Сегодня, на память святителя Николая, вспоминаем и архимандрита Наума (Байбородина). Батюшка родился в этот день. У его мамы дети умирали во младенчестве, и когда родился он, благочестивая христианка взмолилась: «Господи и Матерь Божия, оставьте мне его, пусть он будет как святитель Николай». Молитва была услышана.
О данном нашему времени старце вспоминают однокурсник и те, кого отец Наум в свое время благословлял на монашество, а кого-то и на игуменство, но, как видно из рассказов, не был чрезмерно суров и ничьей воли не ломал.
«Присылай ко мне любых!»
Протопресвитер Владимир Диваков, секретарь Патриарха Московского и всея Руси по городу Москве, настоятель храма Вознесения Господня у Никитских ворот («Большое Вознесение»):
– Я помню отца Наума еще Николаем. Мы вместе с ним учились в семинарии и в академии. Он во время учебы в семинарии принял постриг. По нему уже с самого начала было видно, что это будет монах. Так что все его пострижение восприняли как должное.
Когда мы учились, я обычно за первой партой сидел, – старался всем подсказывать. Но Николай – будущий отец Наум – был принципиален:
– Мне не надо ничего подсказывать. Что смогу – то и отвечу.
Всегда был очень строг к себе и к окружающим. Потом, уже после учебы, когда он был в монастыре, да и я уже служил на приходе, он говорит мне как-то:
По нему с самого начала было видно, что это будет монах
– Знаешь, я к тебе иногда кого-то отправляю... Так и говорю: скажите, что от отца Наума. Просто, если судить по монастырским правилам, то мы должны таких очень строго наказывать, но все-таки, думаю, можно к иным и послабление в канонических прещениях применить. Но нам самим это неудобно делать. Уж лучше ты...

◆ **СОХРАНЁННЫЕ ЗАПИСИ**:
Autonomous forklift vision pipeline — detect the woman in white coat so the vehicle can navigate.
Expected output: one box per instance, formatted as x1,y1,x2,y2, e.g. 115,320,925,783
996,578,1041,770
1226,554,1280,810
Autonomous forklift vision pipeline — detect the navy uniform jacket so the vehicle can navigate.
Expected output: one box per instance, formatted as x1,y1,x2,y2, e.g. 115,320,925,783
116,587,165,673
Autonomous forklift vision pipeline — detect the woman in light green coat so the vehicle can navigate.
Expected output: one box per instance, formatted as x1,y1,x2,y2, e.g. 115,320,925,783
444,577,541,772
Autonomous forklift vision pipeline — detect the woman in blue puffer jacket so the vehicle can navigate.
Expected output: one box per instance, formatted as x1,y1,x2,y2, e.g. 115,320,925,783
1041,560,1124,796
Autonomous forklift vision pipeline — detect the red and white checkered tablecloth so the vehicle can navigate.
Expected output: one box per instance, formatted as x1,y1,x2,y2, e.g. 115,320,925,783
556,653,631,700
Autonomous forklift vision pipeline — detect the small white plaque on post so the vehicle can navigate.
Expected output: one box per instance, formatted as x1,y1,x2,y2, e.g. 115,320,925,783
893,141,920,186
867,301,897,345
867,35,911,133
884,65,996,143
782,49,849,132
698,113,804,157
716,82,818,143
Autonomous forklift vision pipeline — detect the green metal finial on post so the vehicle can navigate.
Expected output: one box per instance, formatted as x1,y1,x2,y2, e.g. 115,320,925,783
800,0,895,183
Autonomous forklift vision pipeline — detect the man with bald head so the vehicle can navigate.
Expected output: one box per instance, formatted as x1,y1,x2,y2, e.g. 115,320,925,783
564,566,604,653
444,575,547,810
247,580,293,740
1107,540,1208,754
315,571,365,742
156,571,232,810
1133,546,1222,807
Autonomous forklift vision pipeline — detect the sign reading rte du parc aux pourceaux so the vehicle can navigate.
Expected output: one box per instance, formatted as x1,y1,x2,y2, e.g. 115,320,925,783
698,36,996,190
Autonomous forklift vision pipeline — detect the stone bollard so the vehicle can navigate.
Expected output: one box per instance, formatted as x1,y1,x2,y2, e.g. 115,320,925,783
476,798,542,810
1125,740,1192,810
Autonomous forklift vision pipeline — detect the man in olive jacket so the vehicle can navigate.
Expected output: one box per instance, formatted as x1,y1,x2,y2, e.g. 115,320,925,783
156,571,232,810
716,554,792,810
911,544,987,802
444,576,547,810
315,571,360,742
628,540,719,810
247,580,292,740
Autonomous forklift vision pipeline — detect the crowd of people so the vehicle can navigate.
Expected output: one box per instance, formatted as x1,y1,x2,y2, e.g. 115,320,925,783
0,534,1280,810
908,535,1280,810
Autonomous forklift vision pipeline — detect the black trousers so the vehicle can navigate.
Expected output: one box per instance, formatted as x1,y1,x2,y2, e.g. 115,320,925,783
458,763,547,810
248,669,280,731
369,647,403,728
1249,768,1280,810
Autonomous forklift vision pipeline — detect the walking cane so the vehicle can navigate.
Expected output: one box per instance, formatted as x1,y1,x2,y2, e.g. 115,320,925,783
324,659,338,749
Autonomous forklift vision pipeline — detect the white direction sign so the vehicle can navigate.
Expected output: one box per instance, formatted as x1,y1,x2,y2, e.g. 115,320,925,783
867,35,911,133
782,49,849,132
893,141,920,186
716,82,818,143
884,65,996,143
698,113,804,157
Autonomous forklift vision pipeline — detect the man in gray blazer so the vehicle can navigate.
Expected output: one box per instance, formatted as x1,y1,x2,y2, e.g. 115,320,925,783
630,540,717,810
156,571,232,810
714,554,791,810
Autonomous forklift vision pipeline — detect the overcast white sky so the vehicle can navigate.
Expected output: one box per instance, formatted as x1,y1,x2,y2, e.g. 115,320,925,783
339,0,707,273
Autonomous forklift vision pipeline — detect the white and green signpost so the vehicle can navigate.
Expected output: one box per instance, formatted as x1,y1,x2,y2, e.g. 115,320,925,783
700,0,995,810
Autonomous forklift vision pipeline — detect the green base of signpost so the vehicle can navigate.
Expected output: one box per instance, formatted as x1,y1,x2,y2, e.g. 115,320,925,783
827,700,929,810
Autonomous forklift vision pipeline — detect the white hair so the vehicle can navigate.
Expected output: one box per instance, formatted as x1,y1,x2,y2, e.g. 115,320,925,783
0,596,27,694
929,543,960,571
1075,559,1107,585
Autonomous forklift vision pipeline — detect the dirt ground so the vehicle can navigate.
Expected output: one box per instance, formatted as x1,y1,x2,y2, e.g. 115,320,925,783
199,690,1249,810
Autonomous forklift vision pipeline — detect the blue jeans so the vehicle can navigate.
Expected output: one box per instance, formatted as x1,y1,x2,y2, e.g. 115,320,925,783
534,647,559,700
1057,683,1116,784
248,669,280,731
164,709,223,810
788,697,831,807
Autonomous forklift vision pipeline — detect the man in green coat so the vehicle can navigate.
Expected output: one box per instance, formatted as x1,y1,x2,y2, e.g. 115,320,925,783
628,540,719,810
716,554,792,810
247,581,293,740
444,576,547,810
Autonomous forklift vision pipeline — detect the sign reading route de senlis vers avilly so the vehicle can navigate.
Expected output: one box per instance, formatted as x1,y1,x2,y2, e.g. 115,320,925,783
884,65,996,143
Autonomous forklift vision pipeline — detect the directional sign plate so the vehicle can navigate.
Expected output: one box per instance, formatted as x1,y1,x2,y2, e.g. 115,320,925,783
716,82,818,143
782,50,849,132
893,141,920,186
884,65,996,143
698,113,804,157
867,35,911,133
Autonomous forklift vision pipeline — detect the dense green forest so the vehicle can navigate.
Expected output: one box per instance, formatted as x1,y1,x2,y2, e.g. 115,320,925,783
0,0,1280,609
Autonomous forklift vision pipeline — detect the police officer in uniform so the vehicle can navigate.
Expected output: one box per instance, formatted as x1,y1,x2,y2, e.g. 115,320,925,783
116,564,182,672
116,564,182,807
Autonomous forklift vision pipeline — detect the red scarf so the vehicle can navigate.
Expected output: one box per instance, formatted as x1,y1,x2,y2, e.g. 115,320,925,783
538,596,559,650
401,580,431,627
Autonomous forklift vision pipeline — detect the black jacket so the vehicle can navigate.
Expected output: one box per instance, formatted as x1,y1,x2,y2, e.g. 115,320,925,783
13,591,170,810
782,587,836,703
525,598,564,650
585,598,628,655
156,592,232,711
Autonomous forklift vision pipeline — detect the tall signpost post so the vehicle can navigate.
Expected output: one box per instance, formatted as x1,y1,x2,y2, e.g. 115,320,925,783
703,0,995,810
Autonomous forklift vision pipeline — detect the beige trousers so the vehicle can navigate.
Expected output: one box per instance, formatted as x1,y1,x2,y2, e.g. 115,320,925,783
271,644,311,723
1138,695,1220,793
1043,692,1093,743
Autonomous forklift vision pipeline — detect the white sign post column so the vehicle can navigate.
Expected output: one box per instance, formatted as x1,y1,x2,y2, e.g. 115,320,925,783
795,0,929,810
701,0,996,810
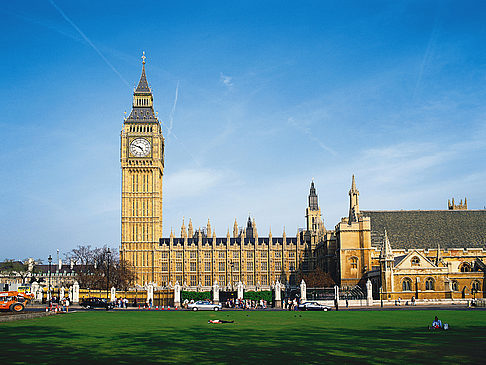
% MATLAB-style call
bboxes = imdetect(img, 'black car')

◆ **ЧТО СДЕЛАТЬ**:
1. Ответьте по тексту об архимандрите Науме:
(a) В какой день родился отец Наум?
(b) Каким именем звали отца Наума во время учёбы?
(c) За какой партой обычно сидел Владимир Диваков на учёбе?
2. Перескажите текст об архимандрите Науме в двух предложениях.
Записи — отдельный материал, с текстом они не связаны.

◆ **ПОЛНЫЕ ОТВЕТЫ**:
1.
(a) В день памяти святителя Николая.
(b) Николаем.
(c) За первой.

2. Архимандрит Наум (Байбородин) родился в день памяти святителя Николая, и мать молилась, чтобы Бог оставил ей сына и он был как святитель Николай. Однокурсник отца Наума протопресвитер Владимир Диваков вспоминает, что тот принял постриг ещё в семинарии, был очень строг к себе и к окружающим, а позже иногда направлял к нему людей, к которым можно применить послабление в канонических прещениях.